**STATED PROBLEM**
Restate the non-material damage provision from the words "13.2 Non-Material Damage.  In the" through the words "to the Closing.", substituting "Purchaser" for every occurrence of "Buyer".

**DOCUMENT**
☆ ☆ ☆ ☆ ☆ ☆ ☆
13.2 Non-Material Damage.  In the event the damage, destruction, or other casualty to the Property does not exceed One Hundred Thousand and No/100 ($100,000.00), then Buyer shall not have the right to cancel this Contract, but shall proceed to Closing, in which case Seller shall transfer and assign to Buyer all of Seller’s right, title and interest in and to all proceeds from all casualty and lost profits insurance policies maintained by Seller with respect to the Property, except those proceeds allocable to costs incurred by, and lost profits of, Seller for the period prior to the Closing.
☆ ☆ ☆ ☆ ☆ ☆ ☆
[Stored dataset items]
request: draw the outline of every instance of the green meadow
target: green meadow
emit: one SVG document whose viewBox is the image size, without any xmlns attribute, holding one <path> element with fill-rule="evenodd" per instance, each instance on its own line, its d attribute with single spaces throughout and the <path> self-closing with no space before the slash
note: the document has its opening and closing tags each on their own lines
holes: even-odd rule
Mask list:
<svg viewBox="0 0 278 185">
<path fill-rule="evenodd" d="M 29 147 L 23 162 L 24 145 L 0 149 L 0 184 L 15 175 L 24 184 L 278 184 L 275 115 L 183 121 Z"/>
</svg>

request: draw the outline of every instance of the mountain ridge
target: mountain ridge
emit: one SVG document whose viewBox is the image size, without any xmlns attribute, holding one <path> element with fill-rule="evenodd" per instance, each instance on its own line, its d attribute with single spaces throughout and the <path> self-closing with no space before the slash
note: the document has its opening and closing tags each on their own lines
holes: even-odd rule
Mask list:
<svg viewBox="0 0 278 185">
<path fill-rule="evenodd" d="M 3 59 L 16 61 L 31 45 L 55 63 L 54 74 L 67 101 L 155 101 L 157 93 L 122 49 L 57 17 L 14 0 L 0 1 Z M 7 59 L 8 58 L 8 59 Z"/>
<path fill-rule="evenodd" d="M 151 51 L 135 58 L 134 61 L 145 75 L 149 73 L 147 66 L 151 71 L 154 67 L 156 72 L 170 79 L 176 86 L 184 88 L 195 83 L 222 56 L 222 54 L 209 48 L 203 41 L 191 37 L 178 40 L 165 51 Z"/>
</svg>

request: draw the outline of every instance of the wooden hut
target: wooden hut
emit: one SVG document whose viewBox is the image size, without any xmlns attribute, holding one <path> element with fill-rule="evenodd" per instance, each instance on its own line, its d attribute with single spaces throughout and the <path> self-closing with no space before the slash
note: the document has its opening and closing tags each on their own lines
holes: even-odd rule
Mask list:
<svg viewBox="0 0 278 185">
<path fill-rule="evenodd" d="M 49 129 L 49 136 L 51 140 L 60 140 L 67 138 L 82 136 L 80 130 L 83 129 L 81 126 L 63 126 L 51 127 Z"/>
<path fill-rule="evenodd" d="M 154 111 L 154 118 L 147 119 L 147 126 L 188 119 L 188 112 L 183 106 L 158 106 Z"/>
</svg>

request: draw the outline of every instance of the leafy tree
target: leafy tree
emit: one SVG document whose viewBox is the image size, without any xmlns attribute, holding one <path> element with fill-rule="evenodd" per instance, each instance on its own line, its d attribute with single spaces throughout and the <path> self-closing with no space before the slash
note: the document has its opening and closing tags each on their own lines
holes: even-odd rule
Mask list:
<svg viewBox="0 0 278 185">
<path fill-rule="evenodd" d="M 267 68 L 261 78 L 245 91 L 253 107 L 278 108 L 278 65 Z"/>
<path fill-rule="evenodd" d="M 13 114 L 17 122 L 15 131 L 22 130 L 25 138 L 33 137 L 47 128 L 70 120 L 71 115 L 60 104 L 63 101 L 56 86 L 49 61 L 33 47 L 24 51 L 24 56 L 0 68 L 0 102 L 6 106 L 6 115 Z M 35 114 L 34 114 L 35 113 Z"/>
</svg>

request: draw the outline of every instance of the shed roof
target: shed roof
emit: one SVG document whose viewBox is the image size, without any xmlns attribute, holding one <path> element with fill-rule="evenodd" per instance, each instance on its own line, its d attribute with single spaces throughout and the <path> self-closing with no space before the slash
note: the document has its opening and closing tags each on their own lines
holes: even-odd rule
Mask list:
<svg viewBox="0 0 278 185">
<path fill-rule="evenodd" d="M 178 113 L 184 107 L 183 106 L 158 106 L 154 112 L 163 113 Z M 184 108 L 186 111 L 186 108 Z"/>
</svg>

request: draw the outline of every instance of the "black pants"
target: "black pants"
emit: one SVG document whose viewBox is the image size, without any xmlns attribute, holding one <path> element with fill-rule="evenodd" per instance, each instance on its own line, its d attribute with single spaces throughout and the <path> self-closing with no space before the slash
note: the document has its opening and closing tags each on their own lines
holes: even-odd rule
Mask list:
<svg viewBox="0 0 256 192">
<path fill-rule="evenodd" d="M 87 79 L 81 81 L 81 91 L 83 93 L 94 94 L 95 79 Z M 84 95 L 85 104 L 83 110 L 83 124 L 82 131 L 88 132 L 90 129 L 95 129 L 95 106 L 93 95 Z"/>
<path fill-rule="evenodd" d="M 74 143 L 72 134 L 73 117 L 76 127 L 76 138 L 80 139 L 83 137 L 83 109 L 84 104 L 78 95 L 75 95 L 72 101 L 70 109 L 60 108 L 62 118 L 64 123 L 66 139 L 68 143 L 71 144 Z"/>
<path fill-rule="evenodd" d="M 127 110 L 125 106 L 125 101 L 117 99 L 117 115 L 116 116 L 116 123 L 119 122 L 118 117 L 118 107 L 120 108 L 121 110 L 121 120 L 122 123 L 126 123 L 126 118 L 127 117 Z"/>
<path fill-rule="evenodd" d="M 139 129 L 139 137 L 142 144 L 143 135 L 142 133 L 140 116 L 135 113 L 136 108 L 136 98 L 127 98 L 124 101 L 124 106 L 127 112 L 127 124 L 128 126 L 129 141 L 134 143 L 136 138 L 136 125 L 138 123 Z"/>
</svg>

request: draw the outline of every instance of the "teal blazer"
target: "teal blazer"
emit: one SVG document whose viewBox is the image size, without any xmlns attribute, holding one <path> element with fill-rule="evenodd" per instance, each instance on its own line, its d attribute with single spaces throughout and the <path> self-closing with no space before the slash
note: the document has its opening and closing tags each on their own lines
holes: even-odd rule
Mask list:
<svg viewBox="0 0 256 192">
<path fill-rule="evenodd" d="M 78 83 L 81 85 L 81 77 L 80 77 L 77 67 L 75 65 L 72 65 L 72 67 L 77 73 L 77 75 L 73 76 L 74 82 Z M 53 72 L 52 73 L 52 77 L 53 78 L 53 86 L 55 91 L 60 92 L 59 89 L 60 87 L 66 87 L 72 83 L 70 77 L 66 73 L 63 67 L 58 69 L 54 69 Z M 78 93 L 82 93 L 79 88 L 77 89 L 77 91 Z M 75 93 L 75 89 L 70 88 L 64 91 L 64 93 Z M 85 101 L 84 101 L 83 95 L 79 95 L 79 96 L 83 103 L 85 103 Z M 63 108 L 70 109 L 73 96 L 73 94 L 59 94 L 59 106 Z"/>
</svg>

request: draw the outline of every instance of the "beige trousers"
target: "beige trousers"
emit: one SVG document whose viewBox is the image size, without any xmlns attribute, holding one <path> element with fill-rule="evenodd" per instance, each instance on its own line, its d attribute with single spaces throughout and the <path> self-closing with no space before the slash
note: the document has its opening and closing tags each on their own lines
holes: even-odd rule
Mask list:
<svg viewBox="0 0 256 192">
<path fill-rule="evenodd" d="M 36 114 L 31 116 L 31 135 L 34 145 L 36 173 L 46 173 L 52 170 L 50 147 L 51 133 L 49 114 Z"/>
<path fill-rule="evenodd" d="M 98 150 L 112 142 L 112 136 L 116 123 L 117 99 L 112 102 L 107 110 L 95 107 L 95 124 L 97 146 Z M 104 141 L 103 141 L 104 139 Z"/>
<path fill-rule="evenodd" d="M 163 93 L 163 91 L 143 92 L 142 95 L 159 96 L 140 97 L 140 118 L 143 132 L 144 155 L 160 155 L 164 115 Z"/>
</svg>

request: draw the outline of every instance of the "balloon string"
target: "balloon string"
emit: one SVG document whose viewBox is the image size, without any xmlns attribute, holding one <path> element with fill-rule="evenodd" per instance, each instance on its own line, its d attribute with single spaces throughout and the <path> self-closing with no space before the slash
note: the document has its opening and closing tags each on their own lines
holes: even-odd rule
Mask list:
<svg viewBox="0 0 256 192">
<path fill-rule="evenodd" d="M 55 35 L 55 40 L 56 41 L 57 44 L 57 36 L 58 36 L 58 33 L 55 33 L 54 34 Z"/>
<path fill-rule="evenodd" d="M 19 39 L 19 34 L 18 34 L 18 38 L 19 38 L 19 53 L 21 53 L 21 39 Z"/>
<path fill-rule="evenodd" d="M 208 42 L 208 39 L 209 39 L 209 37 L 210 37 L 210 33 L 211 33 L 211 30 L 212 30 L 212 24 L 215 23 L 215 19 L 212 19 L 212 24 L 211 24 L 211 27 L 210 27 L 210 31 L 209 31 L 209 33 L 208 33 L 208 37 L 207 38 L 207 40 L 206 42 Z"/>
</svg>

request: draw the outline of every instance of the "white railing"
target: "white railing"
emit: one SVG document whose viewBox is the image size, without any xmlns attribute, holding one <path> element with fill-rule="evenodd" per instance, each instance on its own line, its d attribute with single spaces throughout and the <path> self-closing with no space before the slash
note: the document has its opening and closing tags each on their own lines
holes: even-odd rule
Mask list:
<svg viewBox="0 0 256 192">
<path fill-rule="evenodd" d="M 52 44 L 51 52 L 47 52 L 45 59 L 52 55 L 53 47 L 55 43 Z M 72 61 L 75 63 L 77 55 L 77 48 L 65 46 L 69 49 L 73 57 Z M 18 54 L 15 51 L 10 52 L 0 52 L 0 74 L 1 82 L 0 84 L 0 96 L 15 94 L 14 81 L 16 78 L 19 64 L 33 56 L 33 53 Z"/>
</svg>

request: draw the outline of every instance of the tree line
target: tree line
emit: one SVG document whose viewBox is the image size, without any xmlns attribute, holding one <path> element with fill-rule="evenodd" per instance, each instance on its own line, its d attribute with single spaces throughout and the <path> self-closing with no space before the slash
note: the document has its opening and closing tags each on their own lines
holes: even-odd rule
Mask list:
☆ ☆ ☆ ☆ ☆ ☆ ☆
**SOLUTION TO THIS TASK**
13.2 Non-Material Damage.  In the event the damage, destruction, or other casualty to the Property does not exceed One Hundred Thousand and No/100 ($100,000.00), then Purchaser shall not have the right to cancel this Contract, but shall proceed to Closing, in which case Seller shall transfer and assign to Purchaser all of Seller’s right, title and interest in and to all proceeds from all casualty and lost profits insurance policies maintained by Seller with respect to the Property, except those proceeds allocable to costs incurred by, and lost profits of, Seller for the period prior to the Closing.